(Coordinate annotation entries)
***

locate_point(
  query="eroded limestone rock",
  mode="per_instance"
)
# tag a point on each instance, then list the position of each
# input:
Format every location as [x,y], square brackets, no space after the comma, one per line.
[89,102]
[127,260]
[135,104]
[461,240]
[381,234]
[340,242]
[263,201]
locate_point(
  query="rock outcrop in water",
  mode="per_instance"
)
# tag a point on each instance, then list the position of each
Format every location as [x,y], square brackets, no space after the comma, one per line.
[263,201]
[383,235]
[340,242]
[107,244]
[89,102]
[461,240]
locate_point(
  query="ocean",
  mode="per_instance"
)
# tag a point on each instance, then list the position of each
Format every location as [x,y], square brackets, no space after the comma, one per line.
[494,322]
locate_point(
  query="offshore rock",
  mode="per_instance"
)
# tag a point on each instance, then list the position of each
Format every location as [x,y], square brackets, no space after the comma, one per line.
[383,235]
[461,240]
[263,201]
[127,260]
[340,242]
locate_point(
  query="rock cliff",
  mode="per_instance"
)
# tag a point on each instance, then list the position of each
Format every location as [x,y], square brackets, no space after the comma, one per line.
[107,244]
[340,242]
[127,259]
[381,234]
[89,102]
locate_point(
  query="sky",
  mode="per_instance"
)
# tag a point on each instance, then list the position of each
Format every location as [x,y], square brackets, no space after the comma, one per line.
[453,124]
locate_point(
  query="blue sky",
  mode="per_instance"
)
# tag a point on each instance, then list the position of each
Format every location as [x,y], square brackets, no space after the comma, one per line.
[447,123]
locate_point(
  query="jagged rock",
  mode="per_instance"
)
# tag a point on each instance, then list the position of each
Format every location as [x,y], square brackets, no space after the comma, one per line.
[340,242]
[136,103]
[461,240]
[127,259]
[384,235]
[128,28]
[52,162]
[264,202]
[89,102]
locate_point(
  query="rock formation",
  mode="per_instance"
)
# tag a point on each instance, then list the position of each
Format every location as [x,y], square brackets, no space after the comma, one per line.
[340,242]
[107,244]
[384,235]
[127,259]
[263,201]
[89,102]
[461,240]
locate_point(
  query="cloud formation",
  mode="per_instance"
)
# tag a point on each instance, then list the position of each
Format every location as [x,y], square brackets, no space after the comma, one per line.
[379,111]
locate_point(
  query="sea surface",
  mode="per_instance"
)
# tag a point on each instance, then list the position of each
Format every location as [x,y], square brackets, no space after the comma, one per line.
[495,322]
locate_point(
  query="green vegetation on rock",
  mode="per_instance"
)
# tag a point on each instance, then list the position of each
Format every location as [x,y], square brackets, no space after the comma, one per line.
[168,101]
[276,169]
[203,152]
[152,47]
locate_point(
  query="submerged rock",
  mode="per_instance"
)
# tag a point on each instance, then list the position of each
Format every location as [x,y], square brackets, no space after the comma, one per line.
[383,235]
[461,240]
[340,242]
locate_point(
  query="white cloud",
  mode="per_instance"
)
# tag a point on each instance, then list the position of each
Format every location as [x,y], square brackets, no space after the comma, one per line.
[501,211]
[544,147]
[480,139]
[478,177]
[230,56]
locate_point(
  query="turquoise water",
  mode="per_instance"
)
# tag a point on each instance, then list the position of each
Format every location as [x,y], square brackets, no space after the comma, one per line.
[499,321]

***

# [Short task]
Find every line in the records above that contains the word "formation", and copy each one. Treat uppercase and lowercase as different.

# [Exercise output]
  query="rock formation",
  query="cloud formation",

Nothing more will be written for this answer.